**Text shown:**
- - - -

Monday evening. The phone rings. It's the agent of my mobile service provider, addressing me as Mr Patel and asking me if I want an add-on card for my non-existent wife. I tell her for the umpteenth time that I am not Mr and, No, I am not interested.

Tuesday morning. I receive an email from them. My needs haven't changed, so I delete the message without opening it.

Friday evening. Another call from the agent. Now, I'm getting a bit irritated to be contacted three times in one week. I tell them I am ready to move to another service provider and to take me off their telemarketing list. I would hate to change my telephone number, but the hassle factor has reached an unacceptable level.

Opt out, screen out, throw out

The result. Though I was satisfied with the quality of the product and the level of service, I became a disgruntled customer. I may not purchase from the company when a future need arises, and I may tell my family and friends about the bad experience. (Besides, writing about it.) Thanks, but no thanks.

If you are a typical mobile phone user, you receive three or more credit card solicitations a month. Five or more personal loan and home loan telephone calls a month. And usually, you don't respond. You just throw the mail into the trash or bang down the phone.

- - - -

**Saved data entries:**
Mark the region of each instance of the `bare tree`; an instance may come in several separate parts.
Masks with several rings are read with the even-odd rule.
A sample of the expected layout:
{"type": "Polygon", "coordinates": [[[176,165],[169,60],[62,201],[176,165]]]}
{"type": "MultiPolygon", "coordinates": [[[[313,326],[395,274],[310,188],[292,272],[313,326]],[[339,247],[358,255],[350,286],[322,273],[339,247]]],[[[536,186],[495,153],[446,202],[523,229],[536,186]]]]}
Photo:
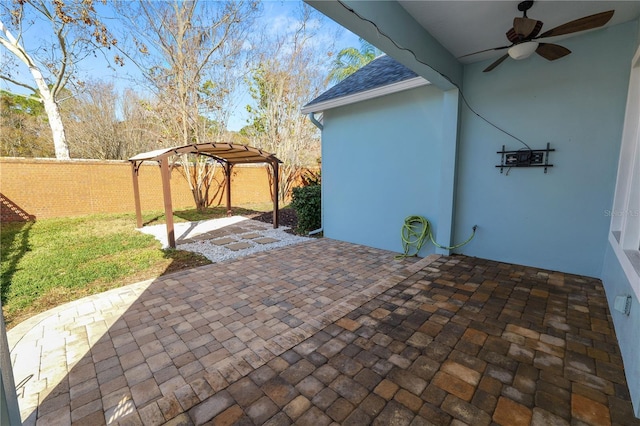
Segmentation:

- - - -

**Your goal:** Please copy the passage on telemarketing calls from "Friday evening. Another" to "an unacceptable level.".

**Exercise result:**
Friday evening. Another call from the agent. Now, I'm getting a bit irritated to be contacted three times in one week. I tell them I am ready to move to another service provider and to take me off their telemarketing list. I would hate to change my telephone number, but the hassle factor has reached an unacceptable level.